• **PROVIDED RECORDS**:
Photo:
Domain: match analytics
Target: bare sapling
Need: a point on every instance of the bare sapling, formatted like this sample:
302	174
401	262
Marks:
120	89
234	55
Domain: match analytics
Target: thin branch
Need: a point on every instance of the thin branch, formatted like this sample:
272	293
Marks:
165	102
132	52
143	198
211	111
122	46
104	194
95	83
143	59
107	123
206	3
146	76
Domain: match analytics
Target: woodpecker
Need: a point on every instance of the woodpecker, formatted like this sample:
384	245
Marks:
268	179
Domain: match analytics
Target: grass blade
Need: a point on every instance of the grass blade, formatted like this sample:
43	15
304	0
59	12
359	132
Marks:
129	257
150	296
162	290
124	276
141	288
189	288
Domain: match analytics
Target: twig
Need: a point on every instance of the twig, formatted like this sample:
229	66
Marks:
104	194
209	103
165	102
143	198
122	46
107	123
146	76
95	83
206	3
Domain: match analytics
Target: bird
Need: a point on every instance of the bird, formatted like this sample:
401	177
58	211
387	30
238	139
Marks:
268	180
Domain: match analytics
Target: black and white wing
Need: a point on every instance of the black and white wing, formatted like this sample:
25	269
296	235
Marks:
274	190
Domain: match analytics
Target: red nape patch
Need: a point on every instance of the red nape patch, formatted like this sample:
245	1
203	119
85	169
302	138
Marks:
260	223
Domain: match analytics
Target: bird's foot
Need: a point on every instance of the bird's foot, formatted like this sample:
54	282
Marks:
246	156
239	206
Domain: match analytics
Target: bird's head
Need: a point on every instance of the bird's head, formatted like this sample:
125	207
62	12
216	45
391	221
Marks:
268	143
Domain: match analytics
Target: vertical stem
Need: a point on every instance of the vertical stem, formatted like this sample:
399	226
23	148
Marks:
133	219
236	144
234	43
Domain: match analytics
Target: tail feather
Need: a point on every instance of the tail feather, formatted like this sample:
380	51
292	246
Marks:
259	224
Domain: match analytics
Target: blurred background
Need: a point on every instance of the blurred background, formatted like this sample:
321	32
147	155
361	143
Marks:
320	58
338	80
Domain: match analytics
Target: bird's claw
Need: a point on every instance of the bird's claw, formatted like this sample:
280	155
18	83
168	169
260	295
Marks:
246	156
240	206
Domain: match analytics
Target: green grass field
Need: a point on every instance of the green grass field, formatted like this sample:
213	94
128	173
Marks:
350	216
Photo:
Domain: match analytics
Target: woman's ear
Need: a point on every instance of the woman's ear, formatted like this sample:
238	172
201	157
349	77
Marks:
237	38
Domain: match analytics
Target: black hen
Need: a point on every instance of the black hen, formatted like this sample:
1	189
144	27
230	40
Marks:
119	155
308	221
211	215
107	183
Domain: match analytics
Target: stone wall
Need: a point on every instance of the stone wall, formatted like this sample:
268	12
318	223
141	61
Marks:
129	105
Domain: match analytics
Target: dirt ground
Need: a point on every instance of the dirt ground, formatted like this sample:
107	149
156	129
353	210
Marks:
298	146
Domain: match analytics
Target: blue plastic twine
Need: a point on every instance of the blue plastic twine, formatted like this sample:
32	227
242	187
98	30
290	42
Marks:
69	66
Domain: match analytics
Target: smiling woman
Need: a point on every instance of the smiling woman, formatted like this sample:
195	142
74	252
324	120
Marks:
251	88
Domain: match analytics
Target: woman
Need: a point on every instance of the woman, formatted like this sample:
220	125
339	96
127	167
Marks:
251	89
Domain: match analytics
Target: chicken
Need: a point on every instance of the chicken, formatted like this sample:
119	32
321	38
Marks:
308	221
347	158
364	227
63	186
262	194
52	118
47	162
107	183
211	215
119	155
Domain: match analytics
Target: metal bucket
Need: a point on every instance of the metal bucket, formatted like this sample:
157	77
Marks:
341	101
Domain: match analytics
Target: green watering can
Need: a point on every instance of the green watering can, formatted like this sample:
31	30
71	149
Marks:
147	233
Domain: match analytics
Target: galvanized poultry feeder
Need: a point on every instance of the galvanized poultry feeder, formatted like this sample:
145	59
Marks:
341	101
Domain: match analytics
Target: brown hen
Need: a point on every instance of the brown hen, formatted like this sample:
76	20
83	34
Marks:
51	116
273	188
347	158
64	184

• **THE TASK**: Show every line above that contains the word "feeder", counting only matches with the same case.

• **OUTPUT FOR THIS EXERCISE**:
Target: galvanized poultry feeder
Need: a point on every instance of the galvanized poultry feeder, formatted like this sample:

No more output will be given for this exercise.